_SELECTED TEXT_.
To counter the problem of not being considered a low-cost production base within the ASEAN region, Thailand is planning to establish 10 Special Economic Zones (SEZs) within the next few years. These will be developed close to the borders of those neighbouring countries offering lower cost labour – Tak and Kanchanaburi (bordering Myanmar); Mukadahan, Chiang Rai, Nong Khai and Nakhon Phanom (Laos); Sa Kaeo and Trat (Cambodia), and Songkhla and Narathiwat (Malaysa). This will allow the use of foreign worker who can commute daily to Thailand or who can stay in the country for up to seven consecutive days.
The Thai government also plans to provide a number of tax and non-tax incentives, including the development of basic infrastructure, one-stop service centres with customs checkpoints, enhanced services for licensing and permission applications, and issuance procedures in the SEZs. The SEZs will also provide additional incentives to business entities if their investment relates to one of 13 prioritised business sectors – agriculture and fisheries; ceramics; garments, textiles and leather; furnishings and furniture; gems and jewellery; medical equipment, automobiles and parts; electrical appliances and electronics; plastics; pharmaceuticals; logistics; industrial estates and tourism. The incentives on offer include corporate tax reductions and exemptions, zero import duty for machinery and raw materials for export production, low interest rate loans, land occupation rights, double deductions from transportation, electricity and water supply costs for up to 10 years.

_DATASET EXTRACT_.
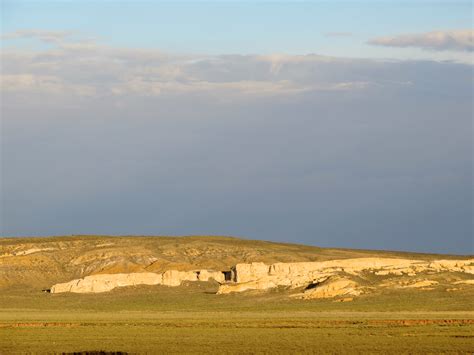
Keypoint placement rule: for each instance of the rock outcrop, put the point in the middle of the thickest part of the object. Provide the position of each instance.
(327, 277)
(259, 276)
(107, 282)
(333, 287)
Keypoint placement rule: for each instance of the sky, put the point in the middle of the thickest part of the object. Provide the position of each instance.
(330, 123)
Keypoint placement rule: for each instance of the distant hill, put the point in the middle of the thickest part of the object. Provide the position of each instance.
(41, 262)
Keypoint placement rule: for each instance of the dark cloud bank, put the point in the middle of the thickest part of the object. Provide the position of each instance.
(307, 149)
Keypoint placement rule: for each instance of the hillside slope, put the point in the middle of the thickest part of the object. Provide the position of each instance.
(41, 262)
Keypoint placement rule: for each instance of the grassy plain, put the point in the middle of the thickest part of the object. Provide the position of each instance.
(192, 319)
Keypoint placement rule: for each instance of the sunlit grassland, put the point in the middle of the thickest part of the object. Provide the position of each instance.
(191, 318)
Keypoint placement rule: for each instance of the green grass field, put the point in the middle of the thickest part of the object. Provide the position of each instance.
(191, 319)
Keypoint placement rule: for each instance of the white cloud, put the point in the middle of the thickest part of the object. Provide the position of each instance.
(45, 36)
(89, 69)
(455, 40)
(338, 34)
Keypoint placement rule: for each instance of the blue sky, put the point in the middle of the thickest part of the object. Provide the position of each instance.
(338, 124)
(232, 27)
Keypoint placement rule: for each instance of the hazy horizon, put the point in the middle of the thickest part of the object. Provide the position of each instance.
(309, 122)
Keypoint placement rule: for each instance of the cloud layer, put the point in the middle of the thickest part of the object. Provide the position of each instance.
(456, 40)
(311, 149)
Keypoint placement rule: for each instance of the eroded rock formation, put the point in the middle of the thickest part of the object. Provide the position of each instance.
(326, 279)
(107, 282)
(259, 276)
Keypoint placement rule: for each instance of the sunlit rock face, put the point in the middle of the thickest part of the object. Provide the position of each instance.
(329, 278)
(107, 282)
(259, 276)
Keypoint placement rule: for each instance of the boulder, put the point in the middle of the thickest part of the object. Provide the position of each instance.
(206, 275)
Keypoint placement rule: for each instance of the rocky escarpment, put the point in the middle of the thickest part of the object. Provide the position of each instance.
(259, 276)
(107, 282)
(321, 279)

--

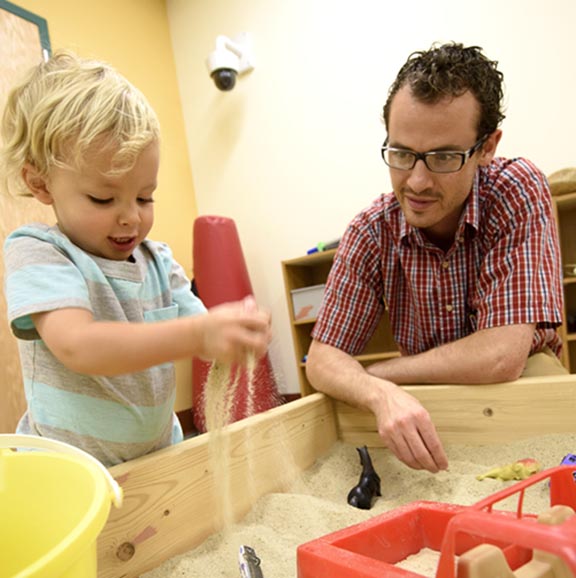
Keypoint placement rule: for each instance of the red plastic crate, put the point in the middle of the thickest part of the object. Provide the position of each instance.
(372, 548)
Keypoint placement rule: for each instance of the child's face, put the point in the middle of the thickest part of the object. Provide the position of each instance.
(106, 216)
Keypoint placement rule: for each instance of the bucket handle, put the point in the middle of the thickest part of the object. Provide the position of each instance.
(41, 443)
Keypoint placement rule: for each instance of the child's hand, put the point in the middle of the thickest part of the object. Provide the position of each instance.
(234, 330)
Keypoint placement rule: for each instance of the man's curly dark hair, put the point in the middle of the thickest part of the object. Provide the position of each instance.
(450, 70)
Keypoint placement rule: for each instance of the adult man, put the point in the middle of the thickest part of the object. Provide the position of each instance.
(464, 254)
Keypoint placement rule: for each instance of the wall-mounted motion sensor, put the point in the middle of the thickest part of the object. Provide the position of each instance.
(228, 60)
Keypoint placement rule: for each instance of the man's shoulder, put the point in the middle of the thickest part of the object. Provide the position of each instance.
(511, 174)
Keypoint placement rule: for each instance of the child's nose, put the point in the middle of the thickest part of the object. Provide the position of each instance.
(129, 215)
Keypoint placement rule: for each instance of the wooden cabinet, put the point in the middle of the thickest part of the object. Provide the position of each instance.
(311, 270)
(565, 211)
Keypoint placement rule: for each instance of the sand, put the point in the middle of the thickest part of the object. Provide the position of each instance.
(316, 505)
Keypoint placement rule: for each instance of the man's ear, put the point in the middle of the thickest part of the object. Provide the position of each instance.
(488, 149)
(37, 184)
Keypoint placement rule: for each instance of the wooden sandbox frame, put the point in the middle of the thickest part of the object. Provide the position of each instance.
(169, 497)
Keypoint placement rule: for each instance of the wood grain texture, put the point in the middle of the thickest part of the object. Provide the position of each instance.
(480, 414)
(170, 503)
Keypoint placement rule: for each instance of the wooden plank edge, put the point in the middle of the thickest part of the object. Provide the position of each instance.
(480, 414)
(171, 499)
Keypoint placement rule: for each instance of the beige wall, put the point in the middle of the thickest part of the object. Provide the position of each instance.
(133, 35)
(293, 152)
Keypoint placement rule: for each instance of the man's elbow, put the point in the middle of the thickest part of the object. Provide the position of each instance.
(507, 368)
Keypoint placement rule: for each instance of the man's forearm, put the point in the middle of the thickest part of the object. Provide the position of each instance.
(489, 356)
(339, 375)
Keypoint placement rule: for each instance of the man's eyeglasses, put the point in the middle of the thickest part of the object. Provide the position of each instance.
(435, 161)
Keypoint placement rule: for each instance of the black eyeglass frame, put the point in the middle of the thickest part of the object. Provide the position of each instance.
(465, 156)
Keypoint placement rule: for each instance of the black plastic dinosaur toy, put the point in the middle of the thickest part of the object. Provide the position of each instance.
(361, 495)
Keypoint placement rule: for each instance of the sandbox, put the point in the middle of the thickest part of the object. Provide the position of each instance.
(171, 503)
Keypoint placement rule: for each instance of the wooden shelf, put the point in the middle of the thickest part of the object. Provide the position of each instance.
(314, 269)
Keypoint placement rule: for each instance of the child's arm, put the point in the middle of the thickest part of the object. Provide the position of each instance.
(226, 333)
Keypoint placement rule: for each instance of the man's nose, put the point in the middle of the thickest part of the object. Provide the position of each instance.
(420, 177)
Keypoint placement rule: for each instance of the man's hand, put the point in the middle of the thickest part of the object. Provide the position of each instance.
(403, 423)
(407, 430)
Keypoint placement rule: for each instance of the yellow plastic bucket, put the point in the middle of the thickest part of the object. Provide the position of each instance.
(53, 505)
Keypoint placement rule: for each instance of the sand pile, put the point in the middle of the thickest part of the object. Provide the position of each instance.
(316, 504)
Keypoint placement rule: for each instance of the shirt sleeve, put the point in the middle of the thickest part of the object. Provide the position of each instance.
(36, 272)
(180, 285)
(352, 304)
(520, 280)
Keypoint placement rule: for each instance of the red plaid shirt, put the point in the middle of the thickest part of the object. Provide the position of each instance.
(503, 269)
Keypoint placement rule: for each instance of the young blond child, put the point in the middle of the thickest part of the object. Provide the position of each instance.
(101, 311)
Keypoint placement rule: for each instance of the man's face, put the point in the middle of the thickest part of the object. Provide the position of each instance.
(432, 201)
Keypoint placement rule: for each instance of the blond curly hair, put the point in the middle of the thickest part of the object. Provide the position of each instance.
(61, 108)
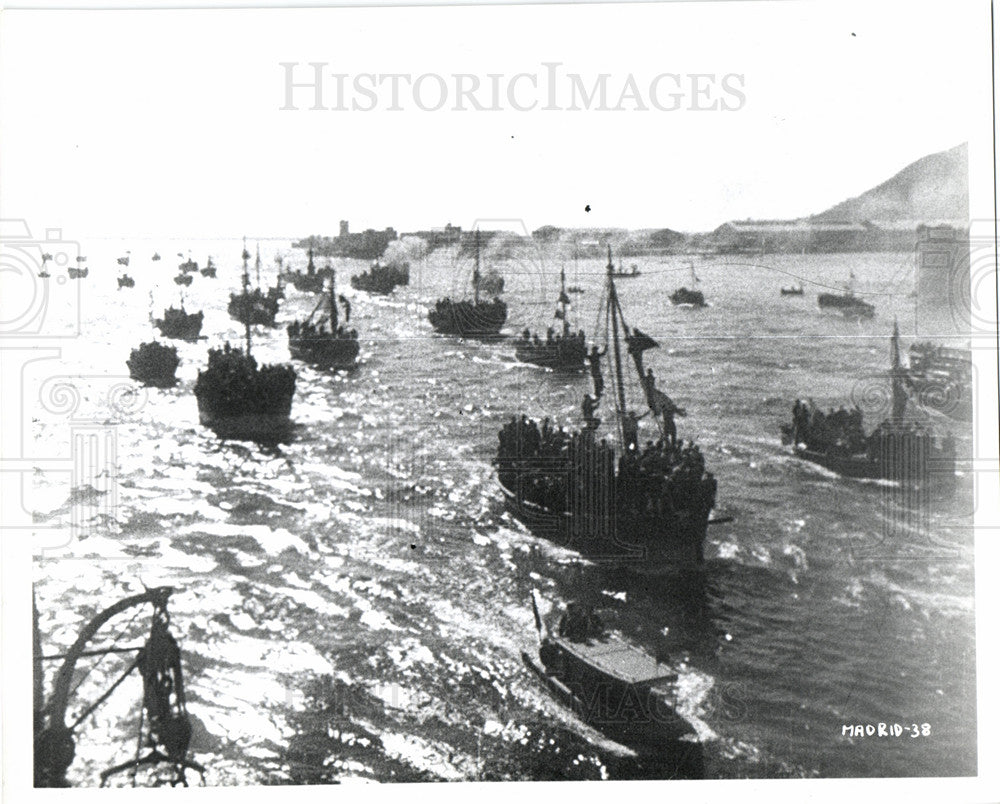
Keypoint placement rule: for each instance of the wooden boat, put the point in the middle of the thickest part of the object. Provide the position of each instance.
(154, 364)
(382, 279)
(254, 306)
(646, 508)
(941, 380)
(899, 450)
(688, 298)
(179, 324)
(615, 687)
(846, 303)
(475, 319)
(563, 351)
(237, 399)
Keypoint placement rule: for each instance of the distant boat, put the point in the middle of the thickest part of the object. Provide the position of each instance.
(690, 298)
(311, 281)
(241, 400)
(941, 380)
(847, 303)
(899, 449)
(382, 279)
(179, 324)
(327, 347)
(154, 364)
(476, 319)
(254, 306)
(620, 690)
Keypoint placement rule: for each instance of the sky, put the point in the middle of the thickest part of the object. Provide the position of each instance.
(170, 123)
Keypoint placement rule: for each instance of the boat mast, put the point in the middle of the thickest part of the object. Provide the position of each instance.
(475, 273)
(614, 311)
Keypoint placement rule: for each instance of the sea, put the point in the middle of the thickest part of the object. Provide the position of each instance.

==

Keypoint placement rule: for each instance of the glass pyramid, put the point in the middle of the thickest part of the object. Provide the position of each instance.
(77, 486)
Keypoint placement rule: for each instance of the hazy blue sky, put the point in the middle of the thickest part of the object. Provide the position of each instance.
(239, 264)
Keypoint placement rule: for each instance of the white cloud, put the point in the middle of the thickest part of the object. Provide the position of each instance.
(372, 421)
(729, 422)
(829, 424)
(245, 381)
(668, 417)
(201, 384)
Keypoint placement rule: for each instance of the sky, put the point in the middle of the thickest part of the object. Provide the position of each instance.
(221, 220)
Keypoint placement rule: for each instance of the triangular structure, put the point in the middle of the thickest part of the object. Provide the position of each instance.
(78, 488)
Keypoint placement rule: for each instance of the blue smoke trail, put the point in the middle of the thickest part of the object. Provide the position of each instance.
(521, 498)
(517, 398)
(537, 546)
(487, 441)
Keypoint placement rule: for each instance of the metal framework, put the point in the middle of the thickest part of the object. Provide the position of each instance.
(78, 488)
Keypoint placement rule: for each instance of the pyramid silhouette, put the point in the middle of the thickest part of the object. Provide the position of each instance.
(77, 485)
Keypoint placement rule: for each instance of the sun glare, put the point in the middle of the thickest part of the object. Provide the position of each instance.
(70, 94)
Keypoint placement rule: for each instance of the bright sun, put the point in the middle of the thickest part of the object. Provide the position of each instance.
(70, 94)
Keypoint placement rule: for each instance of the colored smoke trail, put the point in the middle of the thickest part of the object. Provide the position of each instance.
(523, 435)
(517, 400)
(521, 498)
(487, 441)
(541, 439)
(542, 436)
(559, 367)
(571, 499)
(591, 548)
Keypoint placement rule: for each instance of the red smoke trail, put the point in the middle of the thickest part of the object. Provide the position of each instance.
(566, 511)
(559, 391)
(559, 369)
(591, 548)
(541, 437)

_INSTRUCTIONS FOR THE TASK_.
In the passage on Thailand's Special Economic Zones, for up to how many consecutive days can foreign workers stay in the country?

_RESULT OF THIS EXERCISE_.
Up to seven consecutive days.